— START OF Input data —

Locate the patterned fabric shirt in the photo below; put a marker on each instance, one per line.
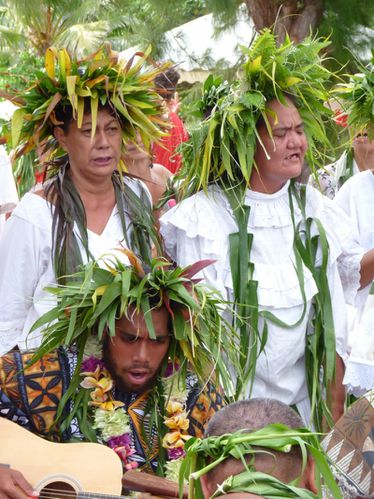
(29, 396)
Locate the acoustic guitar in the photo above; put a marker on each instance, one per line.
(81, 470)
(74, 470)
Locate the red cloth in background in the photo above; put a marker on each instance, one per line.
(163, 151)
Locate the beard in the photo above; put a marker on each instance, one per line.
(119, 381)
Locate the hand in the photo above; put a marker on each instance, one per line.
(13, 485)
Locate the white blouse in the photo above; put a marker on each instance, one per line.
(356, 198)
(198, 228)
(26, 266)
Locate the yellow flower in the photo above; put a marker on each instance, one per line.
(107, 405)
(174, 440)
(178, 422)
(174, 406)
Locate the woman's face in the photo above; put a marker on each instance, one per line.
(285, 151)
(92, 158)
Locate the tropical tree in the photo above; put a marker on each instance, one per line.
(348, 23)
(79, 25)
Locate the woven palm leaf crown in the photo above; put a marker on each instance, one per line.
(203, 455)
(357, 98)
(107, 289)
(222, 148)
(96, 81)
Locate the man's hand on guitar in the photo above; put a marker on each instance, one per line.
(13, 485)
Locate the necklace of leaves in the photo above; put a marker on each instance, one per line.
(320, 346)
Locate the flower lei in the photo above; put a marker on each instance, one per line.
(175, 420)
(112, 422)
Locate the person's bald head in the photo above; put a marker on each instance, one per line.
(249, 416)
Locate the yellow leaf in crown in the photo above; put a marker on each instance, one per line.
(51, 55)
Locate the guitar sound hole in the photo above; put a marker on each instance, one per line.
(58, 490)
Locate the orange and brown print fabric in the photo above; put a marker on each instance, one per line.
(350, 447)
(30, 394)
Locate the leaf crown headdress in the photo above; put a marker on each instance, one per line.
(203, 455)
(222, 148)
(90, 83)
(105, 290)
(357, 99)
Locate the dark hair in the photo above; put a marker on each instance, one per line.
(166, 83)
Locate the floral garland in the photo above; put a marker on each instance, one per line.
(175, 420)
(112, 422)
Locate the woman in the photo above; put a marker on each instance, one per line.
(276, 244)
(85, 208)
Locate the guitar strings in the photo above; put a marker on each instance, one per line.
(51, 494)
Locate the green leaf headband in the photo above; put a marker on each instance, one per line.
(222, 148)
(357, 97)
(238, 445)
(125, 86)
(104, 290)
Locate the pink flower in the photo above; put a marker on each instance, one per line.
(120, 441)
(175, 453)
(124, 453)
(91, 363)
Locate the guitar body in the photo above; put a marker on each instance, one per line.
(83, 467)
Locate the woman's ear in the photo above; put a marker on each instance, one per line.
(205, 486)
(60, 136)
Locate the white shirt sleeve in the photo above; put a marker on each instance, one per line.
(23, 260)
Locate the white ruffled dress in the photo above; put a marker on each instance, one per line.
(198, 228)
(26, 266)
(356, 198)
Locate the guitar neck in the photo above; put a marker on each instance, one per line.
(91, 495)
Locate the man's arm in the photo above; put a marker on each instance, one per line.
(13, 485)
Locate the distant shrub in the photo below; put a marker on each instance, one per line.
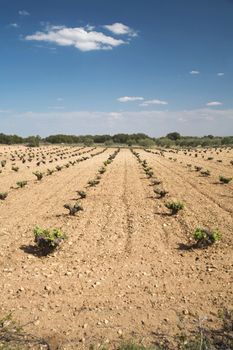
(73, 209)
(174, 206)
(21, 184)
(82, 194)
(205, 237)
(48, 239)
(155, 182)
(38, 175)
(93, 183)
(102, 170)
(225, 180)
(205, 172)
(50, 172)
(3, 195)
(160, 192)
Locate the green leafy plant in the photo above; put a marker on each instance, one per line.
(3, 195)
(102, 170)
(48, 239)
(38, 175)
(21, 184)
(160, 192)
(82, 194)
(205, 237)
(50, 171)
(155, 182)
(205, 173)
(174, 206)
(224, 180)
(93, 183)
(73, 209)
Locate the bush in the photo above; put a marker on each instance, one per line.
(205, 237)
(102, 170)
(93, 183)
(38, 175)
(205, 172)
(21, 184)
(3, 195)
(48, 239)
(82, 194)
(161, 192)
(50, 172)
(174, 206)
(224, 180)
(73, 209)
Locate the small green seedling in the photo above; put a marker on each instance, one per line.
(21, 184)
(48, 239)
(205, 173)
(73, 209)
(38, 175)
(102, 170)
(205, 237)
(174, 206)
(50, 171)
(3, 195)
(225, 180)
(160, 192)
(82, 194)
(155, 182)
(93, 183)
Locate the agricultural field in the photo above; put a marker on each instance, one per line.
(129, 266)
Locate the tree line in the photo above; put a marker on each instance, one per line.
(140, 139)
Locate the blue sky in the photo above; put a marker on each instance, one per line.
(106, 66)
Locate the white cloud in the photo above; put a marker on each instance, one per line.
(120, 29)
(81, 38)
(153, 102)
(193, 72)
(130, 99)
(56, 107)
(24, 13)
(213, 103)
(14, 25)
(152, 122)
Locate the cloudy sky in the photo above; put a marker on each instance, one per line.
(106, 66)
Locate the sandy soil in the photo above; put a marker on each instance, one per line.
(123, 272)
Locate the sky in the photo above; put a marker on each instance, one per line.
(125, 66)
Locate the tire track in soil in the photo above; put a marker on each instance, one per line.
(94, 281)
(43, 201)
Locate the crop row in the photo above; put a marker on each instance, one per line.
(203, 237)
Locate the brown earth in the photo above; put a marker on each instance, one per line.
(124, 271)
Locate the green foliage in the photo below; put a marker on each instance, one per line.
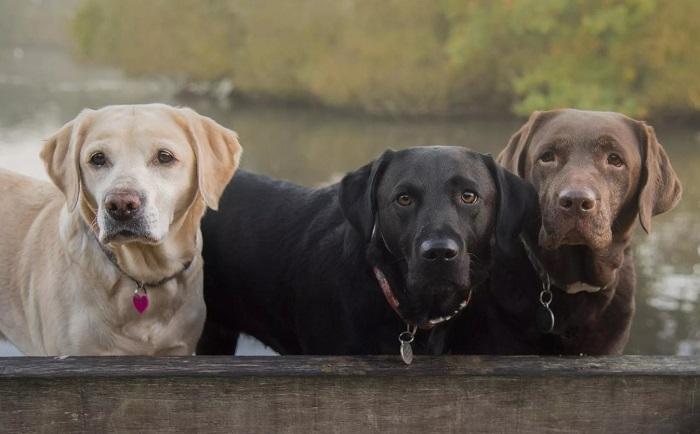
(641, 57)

— END OF Input data —
— START OF Input data —

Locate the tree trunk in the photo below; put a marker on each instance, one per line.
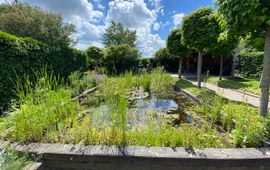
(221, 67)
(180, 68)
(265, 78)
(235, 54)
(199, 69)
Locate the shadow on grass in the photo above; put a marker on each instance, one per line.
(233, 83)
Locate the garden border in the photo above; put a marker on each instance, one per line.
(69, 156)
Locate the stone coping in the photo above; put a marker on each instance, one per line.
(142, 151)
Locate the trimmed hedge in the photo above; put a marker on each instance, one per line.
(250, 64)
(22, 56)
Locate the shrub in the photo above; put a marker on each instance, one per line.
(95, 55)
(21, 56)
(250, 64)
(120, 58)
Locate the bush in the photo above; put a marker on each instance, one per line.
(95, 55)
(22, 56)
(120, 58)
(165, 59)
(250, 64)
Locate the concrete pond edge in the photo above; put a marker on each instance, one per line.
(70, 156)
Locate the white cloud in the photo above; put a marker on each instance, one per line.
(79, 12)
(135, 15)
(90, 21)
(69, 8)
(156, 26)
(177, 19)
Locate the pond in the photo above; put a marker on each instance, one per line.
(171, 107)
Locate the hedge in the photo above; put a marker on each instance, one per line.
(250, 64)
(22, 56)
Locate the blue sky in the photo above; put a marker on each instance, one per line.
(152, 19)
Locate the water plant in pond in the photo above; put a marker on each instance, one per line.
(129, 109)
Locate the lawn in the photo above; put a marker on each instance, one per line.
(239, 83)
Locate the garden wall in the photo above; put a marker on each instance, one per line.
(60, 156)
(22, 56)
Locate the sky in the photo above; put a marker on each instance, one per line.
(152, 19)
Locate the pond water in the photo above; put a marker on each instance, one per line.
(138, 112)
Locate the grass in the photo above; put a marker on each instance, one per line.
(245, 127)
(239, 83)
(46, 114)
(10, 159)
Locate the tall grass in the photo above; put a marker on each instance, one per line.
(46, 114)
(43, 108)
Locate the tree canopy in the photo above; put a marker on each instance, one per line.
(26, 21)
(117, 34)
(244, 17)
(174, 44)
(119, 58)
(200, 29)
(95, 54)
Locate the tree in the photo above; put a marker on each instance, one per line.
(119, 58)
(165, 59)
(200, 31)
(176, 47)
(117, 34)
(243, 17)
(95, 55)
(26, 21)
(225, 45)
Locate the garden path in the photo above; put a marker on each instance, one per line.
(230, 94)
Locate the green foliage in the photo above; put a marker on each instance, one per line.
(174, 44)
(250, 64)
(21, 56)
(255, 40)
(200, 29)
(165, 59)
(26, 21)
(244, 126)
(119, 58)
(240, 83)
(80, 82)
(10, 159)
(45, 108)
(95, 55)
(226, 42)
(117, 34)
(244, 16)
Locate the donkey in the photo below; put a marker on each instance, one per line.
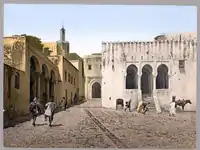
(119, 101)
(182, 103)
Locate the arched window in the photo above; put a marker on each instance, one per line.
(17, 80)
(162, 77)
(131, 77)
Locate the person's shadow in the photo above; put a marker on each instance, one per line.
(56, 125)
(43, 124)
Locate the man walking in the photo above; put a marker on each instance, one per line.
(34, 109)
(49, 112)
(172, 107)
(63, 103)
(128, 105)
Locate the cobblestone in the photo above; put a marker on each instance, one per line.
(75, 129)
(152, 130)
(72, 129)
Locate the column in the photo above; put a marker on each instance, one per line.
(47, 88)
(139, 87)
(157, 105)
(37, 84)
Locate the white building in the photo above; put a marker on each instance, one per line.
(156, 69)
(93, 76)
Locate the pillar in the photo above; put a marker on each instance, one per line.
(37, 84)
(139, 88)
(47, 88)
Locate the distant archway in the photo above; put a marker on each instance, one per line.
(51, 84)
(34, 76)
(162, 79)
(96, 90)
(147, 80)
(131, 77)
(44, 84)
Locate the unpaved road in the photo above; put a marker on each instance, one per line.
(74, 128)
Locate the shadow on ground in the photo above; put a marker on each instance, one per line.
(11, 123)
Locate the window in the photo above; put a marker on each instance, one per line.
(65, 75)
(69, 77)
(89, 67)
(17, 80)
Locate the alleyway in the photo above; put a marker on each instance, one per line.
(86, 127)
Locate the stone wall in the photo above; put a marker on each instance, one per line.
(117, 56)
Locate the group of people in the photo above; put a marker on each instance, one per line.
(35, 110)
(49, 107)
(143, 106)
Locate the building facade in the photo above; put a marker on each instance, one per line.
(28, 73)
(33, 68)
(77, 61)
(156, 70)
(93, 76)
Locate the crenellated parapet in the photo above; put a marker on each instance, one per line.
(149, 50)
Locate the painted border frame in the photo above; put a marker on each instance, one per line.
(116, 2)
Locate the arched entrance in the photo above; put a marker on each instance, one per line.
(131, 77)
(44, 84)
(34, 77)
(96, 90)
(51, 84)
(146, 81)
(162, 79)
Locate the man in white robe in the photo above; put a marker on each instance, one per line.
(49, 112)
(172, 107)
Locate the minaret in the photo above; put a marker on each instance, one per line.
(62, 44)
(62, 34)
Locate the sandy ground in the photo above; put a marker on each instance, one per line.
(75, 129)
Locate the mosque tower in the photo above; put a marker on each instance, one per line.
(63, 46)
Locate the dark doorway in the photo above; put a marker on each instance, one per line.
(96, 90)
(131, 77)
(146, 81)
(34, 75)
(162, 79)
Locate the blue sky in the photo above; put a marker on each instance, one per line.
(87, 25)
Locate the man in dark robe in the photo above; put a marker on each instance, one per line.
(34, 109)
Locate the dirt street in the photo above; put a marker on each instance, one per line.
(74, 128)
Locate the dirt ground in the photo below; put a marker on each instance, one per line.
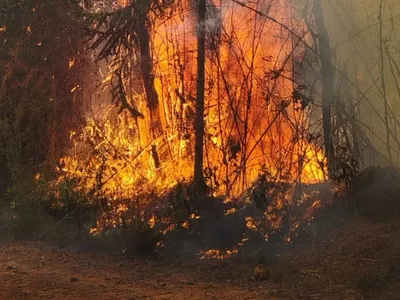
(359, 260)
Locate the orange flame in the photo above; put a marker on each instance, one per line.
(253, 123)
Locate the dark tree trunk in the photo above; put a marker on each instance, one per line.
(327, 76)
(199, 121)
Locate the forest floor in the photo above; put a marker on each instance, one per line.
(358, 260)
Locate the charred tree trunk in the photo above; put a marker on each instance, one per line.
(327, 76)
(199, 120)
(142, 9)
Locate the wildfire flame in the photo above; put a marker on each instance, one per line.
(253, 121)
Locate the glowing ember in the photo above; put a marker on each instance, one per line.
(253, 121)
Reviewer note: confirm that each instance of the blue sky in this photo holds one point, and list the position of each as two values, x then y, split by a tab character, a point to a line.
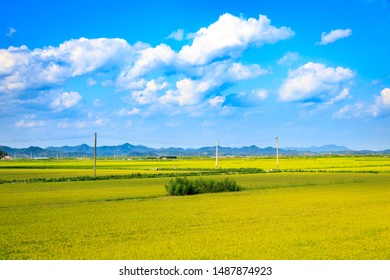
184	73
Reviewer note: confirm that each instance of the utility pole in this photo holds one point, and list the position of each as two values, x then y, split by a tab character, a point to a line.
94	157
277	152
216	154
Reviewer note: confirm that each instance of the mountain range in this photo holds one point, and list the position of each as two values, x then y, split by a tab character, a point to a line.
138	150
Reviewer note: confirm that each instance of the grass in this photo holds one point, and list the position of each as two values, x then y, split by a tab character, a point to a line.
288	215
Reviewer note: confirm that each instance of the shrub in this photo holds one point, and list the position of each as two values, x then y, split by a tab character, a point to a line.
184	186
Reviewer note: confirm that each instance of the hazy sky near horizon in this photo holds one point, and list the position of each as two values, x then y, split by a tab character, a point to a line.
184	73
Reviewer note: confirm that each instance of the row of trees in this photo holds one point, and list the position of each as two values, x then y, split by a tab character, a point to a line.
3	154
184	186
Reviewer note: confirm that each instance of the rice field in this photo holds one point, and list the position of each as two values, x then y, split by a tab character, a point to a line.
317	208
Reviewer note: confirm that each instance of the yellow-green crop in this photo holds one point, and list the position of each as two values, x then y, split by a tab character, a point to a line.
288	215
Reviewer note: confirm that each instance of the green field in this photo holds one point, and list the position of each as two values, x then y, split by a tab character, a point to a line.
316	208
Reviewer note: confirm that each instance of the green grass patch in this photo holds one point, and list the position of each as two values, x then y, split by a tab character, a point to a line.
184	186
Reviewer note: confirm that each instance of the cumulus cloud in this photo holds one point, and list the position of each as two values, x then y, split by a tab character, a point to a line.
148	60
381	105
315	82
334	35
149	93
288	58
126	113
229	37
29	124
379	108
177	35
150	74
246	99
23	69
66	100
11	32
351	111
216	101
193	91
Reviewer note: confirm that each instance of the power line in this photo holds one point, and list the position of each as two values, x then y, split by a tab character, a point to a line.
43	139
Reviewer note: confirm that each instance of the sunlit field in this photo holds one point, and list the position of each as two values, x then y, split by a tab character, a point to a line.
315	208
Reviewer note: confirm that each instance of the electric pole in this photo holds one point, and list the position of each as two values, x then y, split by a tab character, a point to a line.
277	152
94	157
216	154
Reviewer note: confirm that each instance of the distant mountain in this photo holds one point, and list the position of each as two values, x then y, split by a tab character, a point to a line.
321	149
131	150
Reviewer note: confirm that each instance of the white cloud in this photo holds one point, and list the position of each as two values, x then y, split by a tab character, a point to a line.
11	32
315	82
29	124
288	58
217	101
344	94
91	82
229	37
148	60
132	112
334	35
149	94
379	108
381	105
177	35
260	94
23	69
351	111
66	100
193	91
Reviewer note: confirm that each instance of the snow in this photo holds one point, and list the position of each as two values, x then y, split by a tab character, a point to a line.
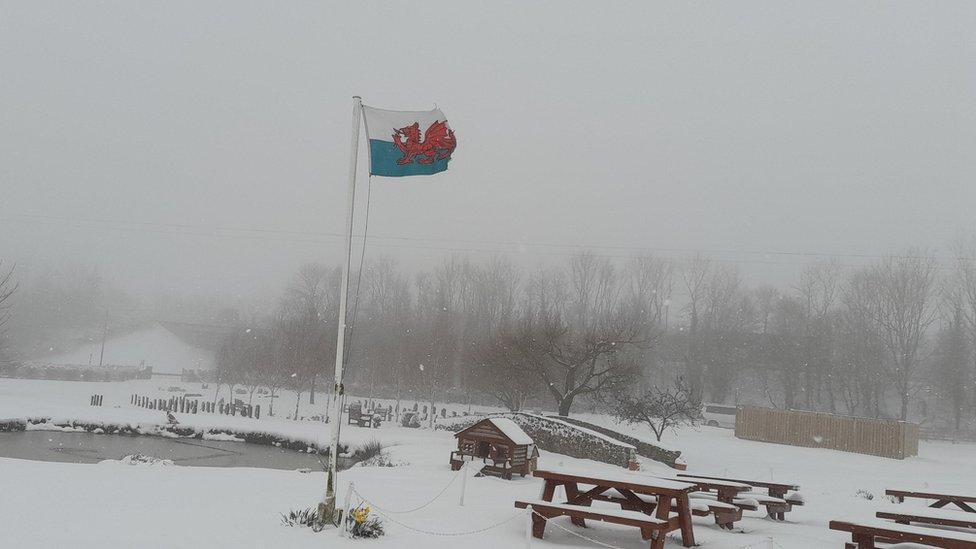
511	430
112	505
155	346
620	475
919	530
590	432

— END OF Input data —
— START OF Input data —

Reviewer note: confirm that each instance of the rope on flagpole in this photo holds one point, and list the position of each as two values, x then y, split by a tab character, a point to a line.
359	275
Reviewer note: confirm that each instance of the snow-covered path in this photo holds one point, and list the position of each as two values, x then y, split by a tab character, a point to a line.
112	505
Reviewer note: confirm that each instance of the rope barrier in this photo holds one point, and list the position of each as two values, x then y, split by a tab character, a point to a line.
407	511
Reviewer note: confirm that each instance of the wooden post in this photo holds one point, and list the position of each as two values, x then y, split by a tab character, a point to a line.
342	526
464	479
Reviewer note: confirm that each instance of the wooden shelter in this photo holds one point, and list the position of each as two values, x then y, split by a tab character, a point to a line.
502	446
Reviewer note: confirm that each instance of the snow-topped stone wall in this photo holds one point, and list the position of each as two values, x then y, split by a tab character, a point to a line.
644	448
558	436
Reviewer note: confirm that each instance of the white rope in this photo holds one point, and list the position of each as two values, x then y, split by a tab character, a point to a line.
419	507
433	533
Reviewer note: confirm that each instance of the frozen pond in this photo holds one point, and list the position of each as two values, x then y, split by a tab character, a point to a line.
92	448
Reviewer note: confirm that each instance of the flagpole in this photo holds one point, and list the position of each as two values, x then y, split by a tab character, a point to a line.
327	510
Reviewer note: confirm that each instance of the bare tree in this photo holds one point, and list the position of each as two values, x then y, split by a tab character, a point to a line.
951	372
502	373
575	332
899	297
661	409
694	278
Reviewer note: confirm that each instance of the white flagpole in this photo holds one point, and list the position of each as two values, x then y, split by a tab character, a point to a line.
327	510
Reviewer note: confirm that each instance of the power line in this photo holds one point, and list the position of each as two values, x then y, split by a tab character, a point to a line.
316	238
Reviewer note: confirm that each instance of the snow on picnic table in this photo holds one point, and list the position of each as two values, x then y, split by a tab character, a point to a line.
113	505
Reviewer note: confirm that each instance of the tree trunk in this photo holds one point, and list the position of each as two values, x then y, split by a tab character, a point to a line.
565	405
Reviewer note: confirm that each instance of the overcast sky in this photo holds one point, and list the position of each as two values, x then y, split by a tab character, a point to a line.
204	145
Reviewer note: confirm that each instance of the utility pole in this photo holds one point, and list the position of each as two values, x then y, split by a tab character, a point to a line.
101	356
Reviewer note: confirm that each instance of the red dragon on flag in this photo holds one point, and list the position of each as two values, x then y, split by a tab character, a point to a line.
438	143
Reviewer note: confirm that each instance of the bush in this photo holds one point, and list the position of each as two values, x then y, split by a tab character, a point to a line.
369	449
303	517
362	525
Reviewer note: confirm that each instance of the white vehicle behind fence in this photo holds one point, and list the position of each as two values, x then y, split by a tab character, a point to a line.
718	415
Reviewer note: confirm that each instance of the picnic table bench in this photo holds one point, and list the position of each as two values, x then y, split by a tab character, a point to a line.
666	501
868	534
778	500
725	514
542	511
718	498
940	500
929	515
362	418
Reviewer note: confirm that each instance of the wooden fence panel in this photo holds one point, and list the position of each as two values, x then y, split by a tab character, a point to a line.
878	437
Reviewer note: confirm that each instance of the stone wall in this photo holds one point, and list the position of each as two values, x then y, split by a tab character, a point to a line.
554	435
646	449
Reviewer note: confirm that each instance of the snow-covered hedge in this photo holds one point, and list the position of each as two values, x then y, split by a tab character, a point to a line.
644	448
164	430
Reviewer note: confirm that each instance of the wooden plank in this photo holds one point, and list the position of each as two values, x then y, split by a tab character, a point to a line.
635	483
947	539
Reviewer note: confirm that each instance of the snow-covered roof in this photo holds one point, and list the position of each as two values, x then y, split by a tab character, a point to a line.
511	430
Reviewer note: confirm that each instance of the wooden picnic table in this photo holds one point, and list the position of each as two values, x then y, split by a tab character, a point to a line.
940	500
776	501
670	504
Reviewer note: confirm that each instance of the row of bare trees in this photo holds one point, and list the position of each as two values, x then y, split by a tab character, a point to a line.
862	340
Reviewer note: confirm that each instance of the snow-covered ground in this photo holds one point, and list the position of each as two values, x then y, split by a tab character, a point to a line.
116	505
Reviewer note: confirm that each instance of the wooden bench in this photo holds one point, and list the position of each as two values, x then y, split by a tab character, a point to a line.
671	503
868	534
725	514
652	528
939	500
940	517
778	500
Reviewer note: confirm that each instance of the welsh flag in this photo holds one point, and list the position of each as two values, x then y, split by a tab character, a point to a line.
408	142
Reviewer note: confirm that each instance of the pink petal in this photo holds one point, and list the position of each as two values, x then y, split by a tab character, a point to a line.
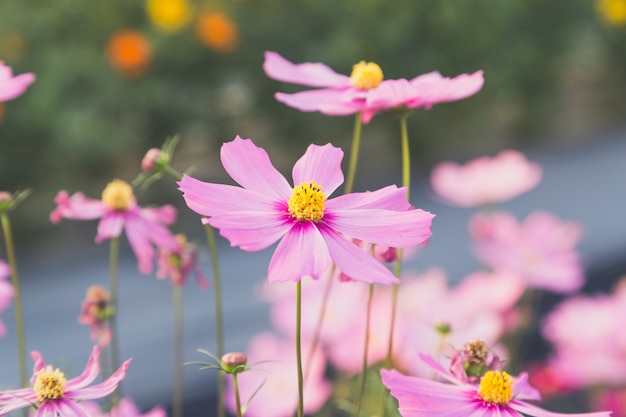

— END OF Input data —

● **Given request**
Please copy out the part of the material above that opens with the line containing "Reviewer note: confirm that each instance of the welsh" and closes with the line containing "Reviewer note: confirm that each instance of the pink", both lines included, word for word.

● **Written response**
Reviewer note: confirm that each instance of the welsh flag in this photo holds one point, and list the position of each as two values, x then y, split by a tab character, a point to a line.
408	142
Reviewer note: confirm that each instance of the pink petal in this photo holds one point, and list the position of each as two values, x then y, split by a tab character, a point to a line.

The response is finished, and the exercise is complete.